** DIRECTION **
Copy out the listing below with "a point for each instance" swapped for "one point per instance" everywhere it occurs, leaving everything else unchanged.
========================================================================
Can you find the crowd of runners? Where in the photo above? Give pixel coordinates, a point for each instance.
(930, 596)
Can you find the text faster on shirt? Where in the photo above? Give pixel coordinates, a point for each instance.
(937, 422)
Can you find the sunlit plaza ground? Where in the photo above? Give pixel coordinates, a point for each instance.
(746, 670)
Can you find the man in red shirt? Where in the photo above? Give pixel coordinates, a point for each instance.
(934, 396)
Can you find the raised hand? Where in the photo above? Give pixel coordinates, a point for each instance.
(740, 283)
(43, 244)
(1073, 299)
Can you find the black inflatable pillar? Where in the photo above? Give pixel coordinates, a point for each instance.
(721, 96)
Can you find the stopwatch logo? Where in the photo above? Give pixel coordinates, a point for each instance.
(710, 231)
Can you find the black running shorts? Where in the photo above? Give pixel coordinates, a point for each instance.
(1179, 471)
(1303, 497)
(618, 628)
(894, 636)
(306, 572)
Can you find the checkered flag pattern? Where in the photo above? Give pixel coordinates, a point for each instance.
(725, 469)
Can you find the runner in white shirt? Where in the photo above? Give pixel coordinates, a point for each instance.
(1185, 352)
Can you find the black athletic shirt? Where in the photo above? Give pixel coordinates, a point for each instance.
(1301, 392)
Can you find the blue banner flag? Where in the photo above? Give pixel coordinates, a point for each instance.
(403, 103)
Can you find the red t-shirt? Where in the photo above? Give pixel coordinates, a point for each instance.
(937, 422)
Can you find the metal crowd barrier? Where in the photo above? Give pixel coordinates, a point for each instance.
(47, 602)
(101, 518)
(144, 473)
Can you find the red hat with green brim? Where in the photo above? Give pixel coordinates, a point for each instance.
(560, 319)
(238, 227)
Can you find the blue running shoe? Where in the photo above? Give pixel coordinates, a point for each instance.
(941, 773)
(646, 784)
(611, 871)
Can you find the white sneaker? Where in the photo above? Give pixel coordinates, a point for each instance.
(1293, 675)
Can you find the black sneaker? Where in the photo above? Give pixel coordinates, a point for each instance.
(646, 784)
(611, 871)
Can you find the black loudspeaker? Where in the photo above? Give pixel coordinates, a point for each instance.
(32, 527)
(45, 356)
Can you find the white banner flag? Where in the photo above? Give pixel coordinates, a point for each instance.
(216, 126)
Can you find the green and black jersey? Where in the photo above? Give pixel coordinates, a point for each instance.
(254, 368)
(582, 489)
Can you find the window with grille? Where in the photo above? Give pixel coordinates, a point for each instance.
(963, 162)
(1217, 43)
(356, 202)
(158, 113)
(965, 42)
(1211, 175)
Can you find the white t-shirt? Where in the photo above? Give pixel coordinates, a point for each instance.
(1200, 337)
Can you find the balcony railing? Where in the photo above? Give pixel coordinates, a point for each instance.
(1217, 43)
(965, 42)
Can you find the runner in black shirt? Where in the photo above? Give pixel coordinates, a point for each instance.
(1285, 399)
========================================================================
** FINAL RESULT **
Can you find the crowd of runners? Where in the photo above? Give pixel coordinates, one point per instance.
(930, 596)
Can you find the text faster on shirt? Where in the photo above? Give pixel coordinates, one point per instance.
(937, 422)
Can you find the sunlit plaza ground? Where in the photo above? Give pixel coordinates, one point per instance.
(746, 670)
Can you find the man in red shirt? Where in the photo above? Give pixel coordinates, one point per instance.
(934, 396)
Can you find the raised hand? Where in the photo above? Give pixel coordinates, one point per instance.
(740, 283)
(43, 244)
(1073, 299)
Can you find the black inflatable pillar? Where in the photo above? Give pixel coordinates, one point per instance.
(721, 96)
Can you find the stopwatch logo? Where in the photo above? Give pixel coordinates, one point per instance.
(710, 231)
Can you find the black running shorts? Where in the photo above? Give pixel coordinates, one point per instance.
(1179, 471)
(1303, 497)
(618, 628)
(894, 636)
(306, 572)
Can you find the checkered flag pattern? Where in the photo above? Give pixel coordinates, one point per instance.
(725, 469)
Can you find the runner in white shirt? Where in the photo above? Give pixel coordinates, one point per instance.
(1185, 352)
Can you find the black athletic shirt? Where in the photo above? Give pixel coordinates, one point per instance.
(1301, 392)
Can you find the blue banner flag? Where in the photo above? Give pixel coordinates, one point per instance.
(403, 103)
Can you find the red t-shirt? Where in the photo above? Give pixel coordinates, one point per instance.
(937, 422)
Can you find the metal crowd barrier? Where in the photo above? Give pixel coordinates, one point per instance.
(47, 602)
(101, 518)
(144, 473)
Can you find the red hat with green brim? Where in the photo above? Give pixel coordinates, one point per instance.
(560, 319)
(238, 227)
Can you find the blue running shoe? Where in the photo above? Give pixel coordinates, one point per instance.
(941, 773)
(646, 784)
(611, 871)
Can you find the white sneaker? Where in the photo above? Give pixel coordinates, one point per instance.
(1293, 675)
Can you find the black sneaker? Where in the photo above? Give pixel coordinates, one point per instance.
(646, 784)
(611, 871)
Can you find the black loudspeaker? Where in the photo above? Give pixel coordinates, one point per instance.
(32, 527)
(45, 356)
Can you find the white banner flag? Where in the photo above? Give pixel coordinates, one point per instance.
(216, 126)
Can you find the green and black jersey? Where in the photo above? Give pixel coordinates, one point per instance.
(254, 368)
(582, 489)
Can you find the window with grille? Where in the photo above? Give pixel coordinates, one point per instance.
(963, 162)
(1217, 43)
(356, 202)
(158, 113)
(965, 42)
(1211, 175)
Can you find the white t-shirt? Where in the photo above? Give pixel coordinates, one point per instance.
(1200, 337)
Can you find the balcony railing? Where in the photo above? Give pixel coordinates, one point per instance.
(1217, 43)
(965, 42)
Can you find the runner in black shirt? Where in the photo above? Give pixel coordinates, one point per instance.
(1285, 399)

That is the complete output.